#### Challenge:
In the letter to readers below, copy word for word the passage that begins at the words "As a part of" and stops after "bi-directionality of learning.".
___ Reading passage ___
“I don’t know what I think until I write it down.” Joan Didion
Dear Lovely Readers,
I am in the process of weaving the stories collected in our People-Based Learning conversation campaign into an upcoming book. It’s coming together in ways I never imagined and I cannot wait to share it with you.
As a part of the evolution of the book, I am listening and re-listening to more than 80 conversations. And we’re planning on more. Join! Learn more here.⬇️
And today, I re-listened to a recording in which creative design edu-research re-thinker, shared:
“One day I’m the expert, sharing an experience. The next day, you’re teaching me something. We shift and bend, moving knowledge between us and creating opportunities for each other.”
⬇️ And I realized something. ⬇️
First, I LOVE how Colleen uses words, and here is able to so beautifully describe the bi-directionality of learning.
And second, this is exactly what I’ve been experiencing while writing this book.
___ Extracted data ___
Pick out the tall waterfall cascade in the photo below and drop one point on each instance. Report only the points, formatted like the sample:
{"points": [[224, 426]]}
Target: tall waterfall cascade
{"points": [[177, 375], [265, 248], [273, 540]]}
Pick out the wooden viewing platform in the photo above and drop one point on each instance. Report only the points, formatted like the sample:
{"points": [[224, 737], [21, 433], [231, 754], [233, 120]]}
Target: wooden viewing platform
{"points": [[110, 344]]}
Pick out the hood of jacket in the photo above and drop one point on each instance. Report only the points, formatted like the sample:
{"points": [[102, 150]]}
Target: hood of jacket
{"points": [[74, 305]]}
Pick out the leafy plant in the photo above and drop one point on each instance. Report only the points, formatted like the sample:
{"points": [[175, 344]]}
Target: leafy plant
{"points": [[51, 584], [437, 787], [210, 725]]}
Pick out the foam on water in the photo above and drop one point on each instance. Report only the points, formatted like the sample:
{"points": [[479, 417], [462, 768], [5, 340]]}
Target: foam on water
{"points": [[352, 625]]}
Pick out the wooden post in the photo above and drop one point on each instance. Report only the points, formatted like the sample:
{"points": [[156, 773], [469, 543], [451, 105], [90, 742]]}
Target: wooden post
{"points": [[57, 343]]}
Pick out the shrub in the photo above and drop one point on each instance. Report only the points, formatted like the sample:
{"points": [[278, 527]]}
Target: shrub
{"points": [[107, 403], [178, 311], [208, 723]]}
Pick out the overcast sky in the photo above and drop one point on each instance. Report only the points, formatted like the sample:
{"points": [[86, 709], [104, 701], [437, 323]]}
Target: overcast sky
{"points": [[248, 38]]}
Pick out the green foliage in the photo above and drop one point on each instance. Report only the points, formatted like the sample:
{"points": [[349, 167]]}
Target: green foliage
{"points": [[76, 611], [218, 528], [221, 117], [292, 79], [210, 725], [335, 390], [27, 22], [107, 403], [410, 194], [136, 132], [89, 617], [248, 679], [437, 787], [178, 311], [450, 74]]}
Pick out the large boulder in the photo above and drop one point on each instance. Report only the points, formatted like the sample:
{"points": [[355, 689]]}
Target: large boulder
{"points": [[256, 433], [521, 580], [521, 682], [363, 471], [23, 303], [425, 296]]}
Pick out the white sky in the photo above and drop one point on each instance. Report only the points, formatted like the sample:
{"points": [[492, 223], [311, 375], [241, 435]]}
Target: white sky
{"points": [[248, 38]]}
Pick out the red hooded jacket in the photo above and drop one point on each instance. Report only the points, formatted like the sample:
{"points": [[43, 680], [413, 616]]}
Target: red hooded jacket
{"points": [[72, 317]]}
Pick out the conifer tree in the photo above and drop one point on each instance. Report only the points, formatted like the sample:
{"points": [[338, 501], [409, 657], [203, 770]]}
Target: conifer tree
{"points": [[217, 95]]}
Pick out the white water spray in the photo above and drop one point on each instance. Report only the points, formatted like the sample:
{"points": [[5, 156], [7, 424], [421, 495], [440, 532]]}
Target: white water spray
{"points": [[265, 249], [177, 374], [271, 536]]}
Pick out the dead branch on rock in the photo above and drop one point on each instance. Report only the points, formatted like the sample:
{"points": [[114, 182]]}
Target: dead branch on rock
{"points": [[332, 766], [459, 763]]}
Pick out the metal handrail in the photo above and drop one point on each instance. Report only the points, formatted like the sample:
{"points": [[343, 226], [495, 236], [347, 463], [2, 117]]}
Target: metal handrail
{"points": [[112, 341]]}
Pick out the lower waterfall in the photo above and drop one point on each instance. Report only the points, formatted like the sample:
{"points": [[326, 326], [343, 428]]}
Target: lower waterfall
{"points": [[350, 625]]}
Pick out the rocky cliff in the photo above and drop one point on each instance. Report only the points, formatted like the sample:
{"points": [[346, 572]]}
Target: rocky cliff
___
#### Response:
As a part of the evolution of the book, I am listening and re-listening to more than 80 conversations. And we’re planning on more. Join! Learn more here.⬇️
And today, I re-listened to a recording in which creative design edu-research re-thinker, shared:
“One day I’m the expert, sharing an experience. The next day, you’re teaching me something. We shift and bend, moving knowledge between us and creating opportunities for each other.”
⬇️ And I realized something. ⬇️
First, I LOVE how Colleen uses words, and here is able to so beautifully describe the bi-directionality of learning.